(Beginning of Passage shown)

WASHINGTON (Reuters) - Cancer survivors in Canada are more likely to be obese and less likely to exercise than the rest of the population -- putting themselves at risk of having their cancers come back, researchers said on Monday.
The trends, likely to be seen in cancer survivors around the world, suggest patients need help and support in staying active and keeping the weight off, said Kerry Courneya of the University of Alberta in Edmonton, who led the study.
“It’s a challenge for all of us to eat properly and exercise, and it may be especially challenging for cancer survivors who have been through difficult treatments and may have lingering health issues,” Courneya said in a statement.
“But eating well and exercising are two of the best things we can do for our mental and physical health, even in trying times. Rest is rarely the best medicine for any health condition.”
Courneya and colleagues analyzed data from a 2005 survey of more than 114,000 adults.
Fewer than 22 percent of former cancer patients described themselves as physically active. This compares with 25 percent of the general Canadian population, they reported in the journal Cancer.
They also found that 18 percent of cancer survivors were medically obese, compared to 15 percent of the general population, and 34 percent were overweight.
Many cancers are linked with obesity and a lack of exercise.
“These findings tell us that we need to look at ways to better support cancer survivors to become more active and to maintain a healthy body weight,” Courneya said.
“We know that physical inactivity and obesity are risk factors for developing cancer. These are also risk factors for the recurrence of cancer. Lifestyle is just as important after diagnosis.”
The researchers defined someone as physically active if they walked at least an hour a day or did the equivalent in swimming, cycling or some other activity. Inactive people walked or exercised less than 30 minutes a day.

(End of Passage shown)
(Beginning of Entries shown)

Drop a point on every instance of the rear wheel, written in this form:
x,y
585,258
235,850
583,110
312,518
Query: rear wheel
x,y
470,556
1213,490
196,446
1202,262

(End of Entries shown)

Exercise requirements:
According to the passage on cancer survivors in Canada, how did the researchers define someone as physically active? The entries are not needed for the task that follows.

Result:
Someone who walked at least an hour a day or did the equivalent in swimming, cycling or some other activity.